==== DATA FOR THE TASK
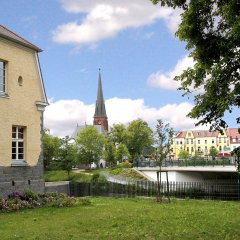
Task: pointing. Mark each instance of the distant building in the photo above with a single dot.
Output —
(22, 102)
(199, 142)
(100, 120)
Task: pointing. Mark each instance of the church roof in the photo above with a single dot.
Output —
(9, 35)
(100, 110)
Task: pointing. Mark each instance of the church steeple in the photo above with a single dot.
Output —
(100, 115)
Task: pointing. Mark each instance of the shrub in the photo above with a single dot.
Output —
(28, 199)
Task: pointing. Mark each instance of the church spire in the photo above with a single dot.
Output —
(100, 110)
(100, 116)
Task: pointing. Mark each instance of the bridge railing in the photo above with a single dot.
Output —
(187, 163)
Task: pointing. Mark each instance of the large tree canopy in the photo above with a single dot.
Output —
(90, 145)
(211, 29)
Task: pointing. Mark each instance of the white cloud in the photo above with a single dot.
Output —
(105, 18)
(61, 117)
(165, 80)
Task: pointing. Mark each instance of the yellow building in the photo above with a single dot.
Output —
(199, 142)
(22, 102)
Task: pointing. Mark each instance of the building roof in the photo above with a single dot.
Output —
(204, 133)
(199, 134)
(9, 35)
(100, 110)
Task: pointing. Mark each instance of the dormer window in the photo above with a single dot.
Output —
(2, 77)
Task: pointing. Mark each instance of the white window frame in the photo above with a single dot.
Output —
(3, 78)
(18, 143)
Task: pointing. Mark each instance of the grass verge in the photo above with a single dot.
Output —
(117, 219)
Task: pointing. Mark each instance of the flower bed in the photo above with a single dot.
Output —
(28, 199)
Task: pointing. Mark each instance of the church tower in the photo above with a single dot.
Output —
(100, 116)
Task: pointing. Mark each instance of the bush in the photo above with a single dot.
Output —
(28, 199)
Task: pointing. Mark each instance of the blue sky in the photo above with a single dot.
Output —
(132, 42)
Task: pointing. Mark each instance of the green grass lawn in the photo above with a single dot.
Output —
(108, 218)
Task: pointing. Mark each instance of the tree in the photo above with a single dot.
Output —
(109, 152)
(163, 140)
(183, 154)
(139, 136)
(211, 30)
(90, 145)
(121, 153)
(51, 147)
(118, 134)
(213, 152)
(236, 153)
(67, 155)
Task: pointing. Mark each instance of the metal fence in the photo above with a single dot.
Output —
(227, 190)
(187, 162)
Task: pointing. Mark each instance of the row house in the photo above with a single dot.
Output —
(199, 142)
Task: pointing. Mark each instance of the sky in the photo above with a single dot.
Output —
(132, 42)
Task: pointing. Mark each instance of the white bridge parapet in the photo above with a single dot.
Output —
(189, 174)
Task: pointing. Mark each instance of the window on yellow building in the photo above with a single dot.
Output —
(2, 77)
(18, 143)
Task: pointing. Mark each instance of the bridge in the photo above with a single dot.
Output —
(189, 170)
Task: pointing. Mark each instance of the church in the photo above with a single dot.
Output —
(100, 119)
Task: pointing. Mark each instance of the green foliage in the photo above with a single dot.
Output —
(28, 199)
(67, 155)
(211, 30)
(90, 145)
(139, 137)
(118, 134)
(109, 152)
(163, 138)
(121, 153)
(236, 153)
(120, 219)
(183, 154)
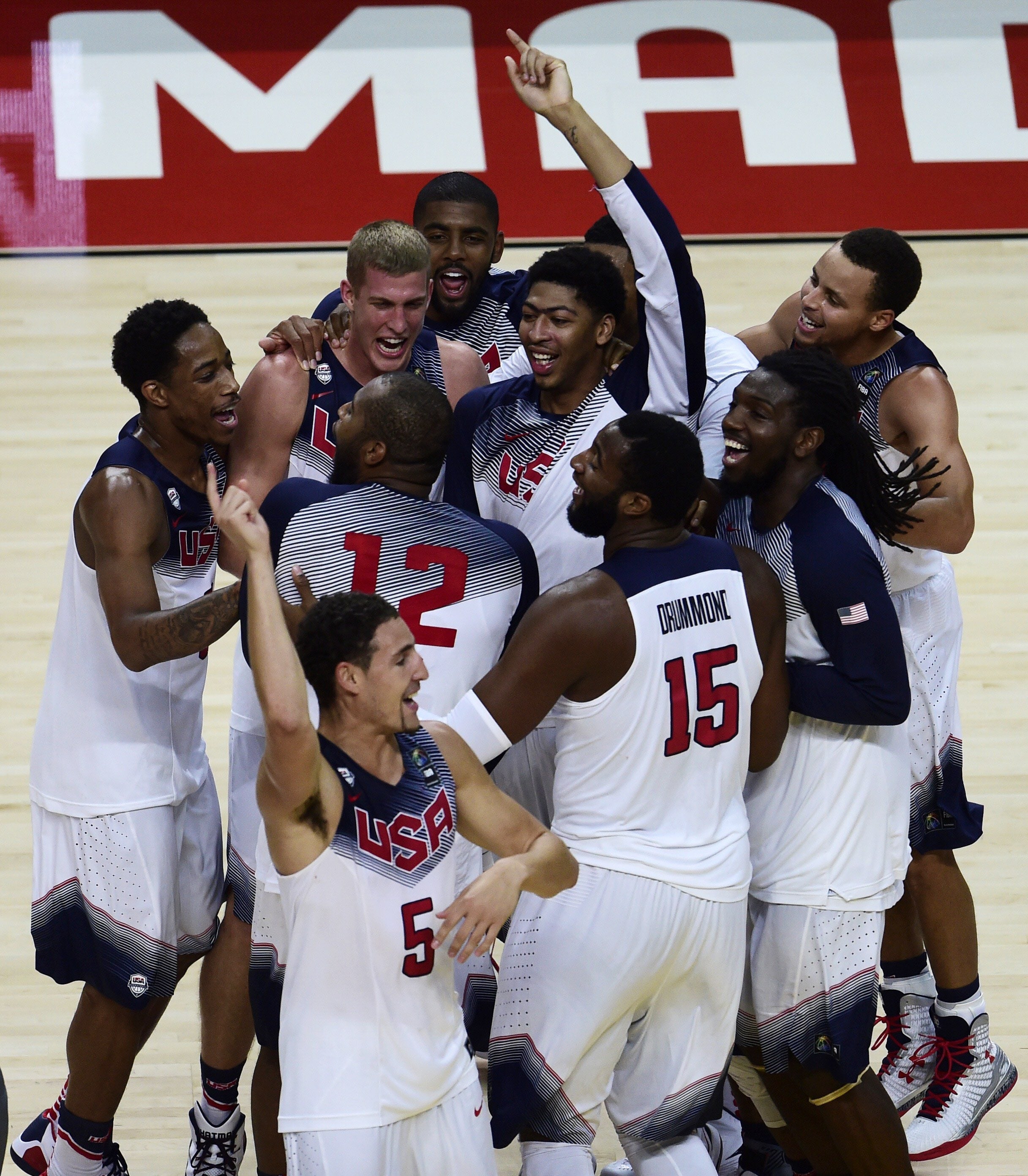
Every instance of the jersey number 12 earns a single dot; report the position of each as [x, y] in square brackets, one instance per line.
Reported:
[709, 696]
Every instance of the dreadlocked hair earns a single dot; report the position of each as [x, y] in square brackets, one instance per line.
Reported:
[827, 398]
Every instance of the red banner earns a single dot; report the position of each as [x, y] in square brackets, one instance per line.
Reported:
[232, 124]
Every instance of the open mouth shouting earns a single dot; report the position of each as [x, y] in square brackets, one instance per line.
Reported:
[453, 283]
[543, 363]
[806, 326]
[734, 452]
[391, 347]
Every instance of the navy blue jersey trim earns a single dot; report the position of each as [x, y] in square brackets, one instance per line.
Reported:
[635, 570]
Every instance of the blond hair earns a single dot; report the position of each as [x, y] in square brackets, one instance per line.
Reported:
[391, 247]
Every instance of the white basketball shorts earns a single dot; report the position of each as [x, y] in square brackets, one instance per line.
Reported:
========
- _WHAT THIS TASK INVOLVES_: Copy out all of the material above word for word, leaving out the pictures.

- _CORRECT RESPONSE_:
Task: pointing. Mark each instance of the distant building in the photo above with a single dot.
Output —
(22, 102)
(199, 142)
(100, 120)
Task: pointing. Mark each instance of the church roof in the photo above with a single dot.
Output —
(9, 35)
(100, 110)
Task: pointing. Mark each instance of the church steeple in the photo above with a single dot.
Output —
(100, 115)
Task: pointing. Mark each instance of the shrub in the photo above with a single dot.
Output —
(28, 199)
Task: pointing. Mark each instance of the church spire in the photo above with a single dot.
Output —
(100, 110)
(100, 116)
Task: pointing. Mark each instance of the bridge railing in the photo above with a single dot.
Output —
(187, 163)
Task: pointing. Mark each instance of the large tree canopy in the photo above with a single dot.
Output —
(90, 145)
(211, 29)
Task: pointing. Mark each instance of the white cloud in the photo above with a single dot.
Output —
(105, 18)
(61, 117)
(165, 80)
Task: pointing. Mark each instance of the yellow building in the photo above with a single dot.
Output —
(199, 142)
(22, 102)
Task: pointing. Mark each instance of the building roof in the photo above with a single dot.
Output —
(204, 133)
(199, 134)
(9, 35)
(100, 110)
Task: pointing. Mark each instance of the dormer window in the photo above with a single dot.
Output —
(2, 77)
Task: pointing. Mark each instance of the white window frame in the photo above with a single dot.
Output —
(3, 78)
(18, 143)
Task: pointing. Mark each instance of the grass verge in the photo above with a single dot.
Output —
(117, 219)
Task: pointing. Mark each instance of the flower bed in the photo above with a single dot.
Output —
(28, 199)
Task: pointing. Mark each instance of the church tower in the photo above with a single dot.
Output —
(100, 116)
Task: pointing. Mark each instance of the bush in the photo above with a single dot.
Output —
(28, 199)
Task: pointing. Mark each instance of the blue sky in the photo above with a single dot.
Output —
(132, 42)
Task: pointing. Mark each instance of the green grass lawn in the photo above with a single dot.
Output —
(108, 218)
Task: pointing. Mark each instance of the tree in the photo above with a single dot.
Output —
(109, 152)
(163, 140)
(183, 154)
(139, 136)
(211, 30)
(90, 145)
(121, 153)
(51, 147)
(118, 134)
(213, 152)
(236, 153)
(67, 155)
Task: pointing. Mark each instance of the metal fence in the photo above with a single dot.
Output —
(227, 190)
(187, 162)
Task: pointing. Mark each instance of the row house in the photo above with a single dot.
Output —
(199, 142)
Task: pointing. Mark each instance of the sky in the photo above with a single dot.
Output —
(132, 42)
Task: pointing. Mark each instance of the white bridge parapet in the photo above with a single dot.
Output —
(189, 174)
Task: pointing. Mark each instance of the window on yellow building in the photo above with a single dot.
Output —
(2, 77)
(18, 143)
Task: pointing. Mark each instance of the bridge in the photo above with a single dot.
Output —
(189, 170)
Task: pointing. Mark each instance of the church in the photo above with a single dot.
Output —
(100, 119)
Task: pointing. Mark each instance of the green foliage in the photo above with a single dot.
Output —
(28, 199)
(67, 155)
(211, 30)
(90, 145)
(139, 137)
(118, 134)
(109, 152)
(163, 138)
(121, 153)
(236, 153)
(120, 219)
(183, 154)
Every instance of the jersey number 12 earns a single dot; report the position of each as [x, y] in square brackets, one instance per line.
Reported:
[709, 696]
Every instance of the dreadlocked hair earns a single dot; report the position of each as [x, y] in square brackets, one instance per line.
Reported:
[827, 398]
Every instance of the red banner earns a single dot; report the position of each as [x, y] in square brackets, one instance per line.
Reported:
[232, 124]
Every instance of the open mouth shouting earns a single dot; report the position of each as [x, y] in square brackets, one instance per line.
Reported:
[453, 283]
[543, 363]
[806, 326]
[734, 452]
[391, 347]
Every instance of the navy blue jersey trim earns a single dot; report the position of each as [x, y] in square brackets, one instance per line.
Reported:
[635, 570]
Every instance of the blond hair earns a single dot; report the position of each as [x, y] in square brackets, one instance per line.
Reported:
[391, 247]
Every instance of the white basketball shorts earns a single dot; report the position of each as [x, y] in square brackets, one instance per line.
Reported:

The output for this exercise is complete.